* _Request_:
Format every line of the records below as a Markdown table with the columns "Row" and "Line," numbering the rows in order and leaving out blank lines.

[Location identification entries]
## start
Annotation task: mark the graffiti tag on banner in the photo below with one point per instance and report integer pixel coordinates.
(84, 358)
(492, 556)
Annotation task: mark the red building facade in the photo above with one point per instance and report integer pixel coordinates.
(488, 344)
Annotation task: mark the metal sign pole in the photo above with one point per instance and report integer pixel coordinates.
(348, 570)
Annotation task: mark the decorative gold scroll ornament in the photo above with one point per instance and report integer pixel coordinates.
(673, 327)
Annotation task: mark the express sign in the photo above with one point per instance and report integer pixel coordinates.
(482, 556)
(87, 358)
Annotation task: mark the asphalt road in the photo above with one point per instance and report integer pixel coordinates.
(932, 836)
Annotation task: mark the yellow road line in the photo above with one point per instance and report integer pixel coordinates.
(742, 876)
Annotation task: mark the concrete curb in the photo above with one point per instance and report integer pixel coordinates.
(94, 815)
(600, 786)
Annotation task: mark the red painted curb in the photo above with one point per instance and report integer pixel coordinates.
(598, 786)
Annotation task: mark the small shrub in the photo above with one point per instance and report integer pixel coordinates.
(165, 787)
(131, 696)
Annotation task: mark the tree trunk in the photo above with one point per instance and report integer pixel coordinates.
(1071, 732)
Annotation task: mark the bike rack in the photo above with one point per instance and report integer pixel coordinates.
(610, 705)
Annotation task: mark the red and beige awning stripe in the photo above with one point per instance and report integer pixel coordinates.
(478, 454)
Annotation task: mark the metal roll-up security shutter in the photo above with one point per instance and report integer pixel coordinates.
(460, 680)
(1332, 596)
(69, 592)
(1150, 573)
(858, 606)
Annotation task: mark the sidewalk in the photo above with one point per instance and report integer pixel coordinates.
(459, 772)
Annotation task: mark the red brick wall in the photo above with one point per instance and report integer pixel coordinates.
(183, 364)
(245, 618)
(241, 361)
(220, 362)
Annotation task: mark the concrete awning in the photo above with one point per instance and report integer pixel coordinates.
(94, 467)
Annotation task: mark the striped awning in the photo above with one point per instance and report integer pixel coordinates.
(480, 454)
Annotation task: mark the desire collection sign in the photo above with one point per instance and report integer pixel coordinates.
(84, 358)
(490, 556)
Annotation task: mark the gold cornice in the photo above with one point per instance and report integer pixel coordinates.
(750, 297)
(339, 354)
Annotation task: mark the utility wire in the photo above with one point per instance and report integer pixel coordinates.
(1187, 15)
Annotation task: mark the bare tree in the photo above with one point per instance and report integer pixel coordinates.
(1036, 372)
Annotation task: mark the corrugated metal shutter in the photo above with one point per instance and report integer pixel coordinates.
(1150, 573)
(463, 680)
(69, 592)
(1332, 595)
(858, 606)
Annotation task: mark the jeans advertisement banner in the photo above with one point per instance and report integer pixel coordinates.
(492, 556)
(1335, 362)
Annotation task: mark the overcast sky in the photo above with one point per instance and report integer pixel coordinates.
## end
* _Correct result_:
| Row | Line |
|---|---|
| 1 | Annotation task: mark the graffiti tag on banner in the photo below with one point per instance and report integer pixel coordinates. |
| 2 | (84, 358) |
| 3 | (492, 556) |
| 4 | Annotation task: mark the red building facade in the photo above with one point per instance and report integer pixel coordinates. |
| 5 | (488, 344) |
| 6 | Annotation task: mark the metal sign pole in the photo above with one point per instance and report integer pixel coordinates. |
| 7 | (348, 570) |
| 8 | Annotation task: mark the decorative gold scroll ornament in the photo above with one point per instance and report integer pixel coordinates. |
| 9 | (673, 327) |
| 10 | Annotation task: mark the express sign in the photo above with one point per instance and report integer pixel coordinates. |
| 11 | (482, 556) |
| 12 | (87, 358) |
| 13 | Annotation task: mark the asphalt road in the photo above with one point per instance and report integer pixel coordinates. |
| 14 | (932, 836) |
| 15 | Annotation task: mark the yellow road line in the photo above with one point per instance and report integer pixel coordinates. |
| 16 | (742, 876) |
| 17 | Annotation task: mark the concrete curb in the photo above with one point per instance and report integer pixel coordinates. |
| 18 | (94, 815) |
| 19 | (600, 786) |
| 20 | Annotation task: mark the red painted curb in the photo above with one point per instance and report integer pixel coordinates. |
| 21 | (598, 786) |
| 22 | Annotation task: mark the small shrub in the photo above with one point per instance and report integer pixel coordinates. |
| 23 | (165, 787) |
| 24 | (131, 696) |
| 25 | Annotation task: mark the tree trunk in the photo above with one point per instance and report integer pixel coordinates. |
| 26 | (1071, 732) |
| 27 | Annotation task: mark the bike rack in the photo above with one point per instance and report integer pixel coordinates. |
| 28 | (610, 705) |
| 29 | Annotation task: mark the red and beige awning stripe in the photo above with one point per instance and report integer pixel coordinates. |
| 30 | (478, 454) |
| 31 | Annotation task: mark the metal roll-up security shutter in the photo above with one point per instance and report integer pixel coordinates. |
| 32 | (460, 680) |
| 33 | (1332, 596) |
| 34 | (69, 592) |
| 35 | (1150, 573) |
| 36 | (858, 606) |
| 37 | Annotation task: mark the sidewalk in the photo above with one point per instance and report integer pixel coordinates. |
| 38 | (459, 772) |
| 39 | Annotation task: mark the red brick wall in the photo above with one point per instance and report integer pixel coordinates. |
| 40 | (183, 364) |
| 41 | (245, 618) |
| 42 | (241, 361) |
| 43 | (220, 362) |
| 44 | Annotation task: mark the concrete awning in the photo above with one point per instance and report integer pixel coordinates. |
| 45 | (94, 467) |
| 46 | Annotation task: mark the striped awning in the photo above with one point per instance and report integer pixel coordinates. |
| 47 | (480, 454) |
| 48 | Annotation task: mark the desire collection sign in the photo above with one point per instance and report integer pixel coordinates. |
| 49 | (84, 358) |
| 50 | (490, 556) |
| 51 | Annotation task: mark the gold cornice in the photo above with one point per instance and report integer pixel coordinates. |
| 52 | (750, 297) |
| 53 | (339, 354) |
| 54 | Annotation task: mark the utility wire in the photo above with one point per instance and report integer pixel coordinates. |
| 55 | (1187, 15) |
| 56 | Annotation task: mark the bare tree in the photo above with one point per instance and report integer pixel coordinates. |
| 57 | (1036, 372) |
| 58 | Annotation task: mark the corrugated metal shutter in the photo above with one point per instance and report integer pixel coordinates. |
| 59 | (1150, 573) |
| 60 | (463, 680) |
| 61 | (69, 592) |
| 62 | (1332, 595) |
| 63 | (858, 606) |
| 64 | Annotation task: mark the jeans advertisement banner in the photo above with one point per instance and report integer pixel coordinates. |
| 65 | (492, 556) |
| 66 | (1335, 362) |
| 67 | Annotation task: mark the overcast sky in the photo above with one point per instance and report integer pixel coordinates. |